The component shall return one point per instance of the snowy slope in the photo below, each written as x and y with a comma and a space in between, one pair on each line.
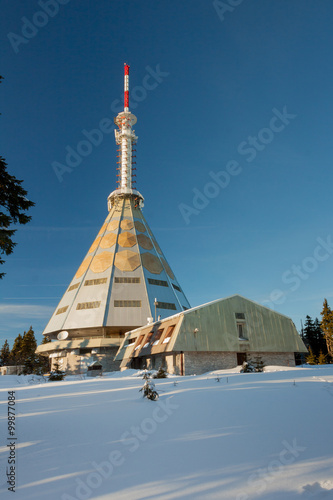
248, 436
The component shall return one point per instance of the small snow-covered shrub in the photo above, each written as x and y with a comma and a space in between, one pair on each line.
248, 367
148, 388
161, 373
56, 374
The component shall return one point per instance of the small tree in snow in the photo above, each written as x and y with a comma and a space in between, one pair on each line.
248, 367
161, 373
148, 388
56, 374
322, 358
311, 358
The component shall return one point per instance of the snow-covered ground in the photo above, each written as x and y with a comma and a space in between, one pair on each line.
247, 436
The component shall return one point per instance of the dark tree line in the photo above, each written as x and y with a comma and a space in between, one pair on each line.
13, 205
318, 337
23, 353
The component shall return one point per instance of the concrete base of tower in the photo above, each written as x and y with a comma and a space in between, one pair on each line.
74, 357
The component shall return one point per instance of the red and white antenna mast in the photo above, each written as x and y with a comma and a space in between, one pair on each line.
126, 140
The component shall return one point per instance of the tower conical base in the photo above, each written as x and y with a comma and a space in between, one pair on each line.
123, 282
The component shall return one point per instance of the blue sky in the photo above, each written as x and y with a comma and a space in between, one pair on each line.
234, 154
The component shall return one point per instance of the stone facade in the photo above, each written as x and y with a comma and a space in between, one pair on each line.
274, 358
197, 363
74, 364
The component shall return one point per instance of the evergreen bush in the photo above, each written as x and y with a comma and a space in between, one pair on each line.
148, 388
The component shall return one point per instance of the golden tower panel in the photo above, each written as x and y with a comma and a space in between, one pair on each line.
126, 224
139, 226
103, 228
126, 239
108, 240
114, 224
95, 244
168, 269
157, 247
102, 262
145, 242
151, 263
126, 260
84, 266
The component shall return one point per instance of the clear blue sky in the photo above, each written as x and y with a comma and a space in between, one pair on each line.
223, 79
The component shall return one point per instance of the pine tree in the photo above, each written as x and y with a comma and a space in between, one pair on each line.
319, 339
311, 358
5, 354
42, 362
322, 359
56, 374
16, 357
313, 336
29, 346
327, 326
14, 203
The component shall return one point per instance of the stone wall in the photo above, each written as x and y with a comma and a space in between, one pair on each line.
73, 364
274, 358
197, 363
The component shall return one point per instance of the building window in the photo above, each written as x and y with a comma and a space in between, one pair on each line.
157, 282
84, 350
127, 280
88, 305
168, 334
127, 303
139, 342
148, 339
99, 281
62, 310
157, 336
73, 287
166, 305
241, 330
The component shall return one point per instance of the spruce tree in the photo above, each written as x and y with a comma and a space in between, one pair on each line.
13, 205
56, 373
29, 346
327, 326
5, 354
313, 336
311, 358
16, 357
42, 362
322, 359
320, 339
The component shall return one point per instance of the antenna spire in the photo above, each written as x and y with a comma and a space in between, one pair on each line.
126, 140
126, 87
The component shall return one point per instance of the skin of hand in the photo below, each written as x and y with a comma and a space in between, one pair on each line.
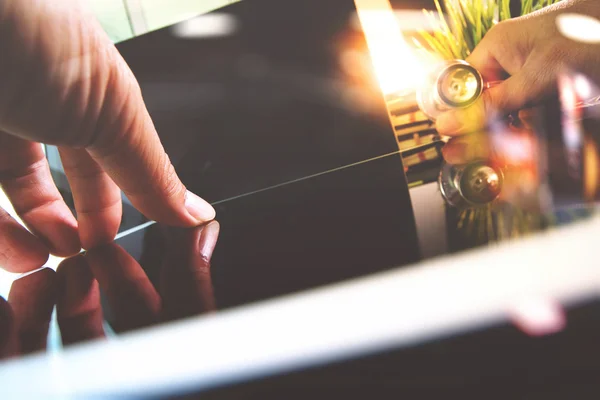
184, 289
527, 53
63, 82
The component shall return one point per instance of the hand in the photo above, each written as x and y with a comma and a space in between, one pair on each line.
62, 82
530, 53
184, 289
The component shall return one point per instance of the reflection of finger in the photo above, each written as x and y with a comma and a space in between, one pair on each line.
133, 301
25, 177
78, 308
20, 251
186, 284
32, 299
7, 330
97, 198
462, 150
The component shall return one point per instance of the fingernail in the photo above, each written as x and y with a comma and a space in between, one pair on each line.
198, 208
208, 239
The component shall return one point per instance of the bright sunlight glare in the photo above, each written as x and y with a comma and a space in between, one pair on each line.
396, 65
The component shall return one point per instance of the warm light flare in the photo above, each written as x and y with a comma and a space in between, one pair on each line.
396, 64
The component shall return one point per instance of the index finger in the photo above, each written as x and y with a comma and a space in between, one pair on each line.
• • •
● **Problem**
Quote each of the entries above verbatim, leaving out the pictures.

● **Exercise answer**
The component shall return one point per instance of the snowy slope in the photo below, each written as x and y with a comma and a space in between, one pair on each line.
248, 436
The component shall return one point per instance of the small snow-covered shrub in the photo above, each written as x and y with a comma and a space in between, one pair on each line.
248, 367
148, 388
161, 373
56, 374
The component shall return one point per instance of the small tree in snow in the photo above, each written as x and y with a comma and a space in between, one pair on each line.
248, 367
161, 373
148, 388
56, 374
322, 358
311, 358
The component shall return one point per instance of the snow-covered ground in the photo above, each written as x and y with a comma and a space in between, one pair on each line.
247, 436
The component shall return one point per instance of the dark tree line in the photo above, each written as x and y with a comma and a space in between, one pair on each line.
13, 205
318, 337
23, 353
The component shall return one point per instance of the concrete base of tower in the photo above, each written as x and y with a comma and a space in between, one pair on each line.
74, 357
The component shall return one point per instance of the red and white antenna mast in the photo above, each written as x and y with a comma and a space in between, one pair on each line.
126, 140
The component shall return one point per instance of the tower conical base in the photo above, each written as x and y with a comma and a space in between, one pair on each line.
123, 282
The component shall return one point per instance of the blue sky in the photo above, each written as x and y with a comma and a space in between, one pair on each line.
234, 154
The component shall return one point per instance of the stone facade in the photo above, each written as x and y with a comma and a space in between, one pair on each line.
274, 358
197, 363
74, 364
The component shall return one point per instance of the evergreen bush in the photo above, each written as x and y with a comma and a space in between, one pair on each line.
148, 388
The component shall return one point per instance of the golden tower panel in the photo above, each written as x and y with a comma and a space in between, one pair on each line.
126, 224
139, 226
103, 228
126, 239
108, 240
114, 224
95, 244
168, 269
157, 247
102, 262
145, 242
151, 263
126, 260
84, 266
The component shall return one point per instance of the clear blue sky in the photo above, each written as x and y with a comma and a space in between, one pair on each line.
223, 79
The component shall return one point per instance of the pine tree in the photo above, each written as x and y with a comma and a space in between, one pair on each line.
319, 339
311, 358
5, 354
42, 362
322, 359
56, 374
16, 357
313, 336
29, 346
327, 326
14, 203
The component shall return one point per instance of the stone wall in the photo above, each written as x and y with a comma and a space in between, one pair on each line.
73, 364
274, 358
197, 363
The component shall return one point per instance of the building window in the photo above, each written as x and y with a comma and a space in between, one pair on each line.
157, 282
84, 350
127, 280
88, 305
168, 334
127, 303
139, 342
148, 339
99, 281
62, 310
157, 336
73, 287
166, 305
241, 330
The component shall return one point per instance of the spruce tree in the photo above, each written as x and y with a comma and a space in between, one pair on each line.
13, 205
56, 373
29, 346
327, 326
5, 354
313, 336
311, 358
16, 357
42, 362
322, 359
320, 339
The component shall return one point per instance of the antenna spire in the photo above, each written as x and y with a comma and a space in between, one pair on each line.
126, 140
126, 87
The component shall return one point per instance of the skin of hand in the photo below, each written as x and y with a comma and a space in between, one pair on each line.
184, 289
527, 53
63, 82
The component shall return one point per instance of the hand in the photo above, each written as x and y with a comma and a space in between, one pair on each line.
62, 82
530, 53
184, 289
The component shall return one point per instance of the reflection of finger in the photo above, each written as x and y with a comma and a space in between, one pair on each line.
133, 301
25, 177
78, 308
20, 251
186, 284
32, 299
7, 330
97, 198
462, 150
The component shall return one point per instance of the fingernail in the photo above, each written as x and y with a comma and a space in between, one pair on each line.
198, 208
208, 239
The component shall return one point per instance of the bright sunlight glare in the photo above, each written as x and y with a comma and a space in between, one pair on each line.
396, 65
The component shall return one point per instance of the warm light flare in the photo above, each written as x and y with a comma and a space in between, one pair on each line.
396, 64
The component shall return one point per instance of the index finger in the photo above, each written as x and y with a comma and a space in between, one pair on each line.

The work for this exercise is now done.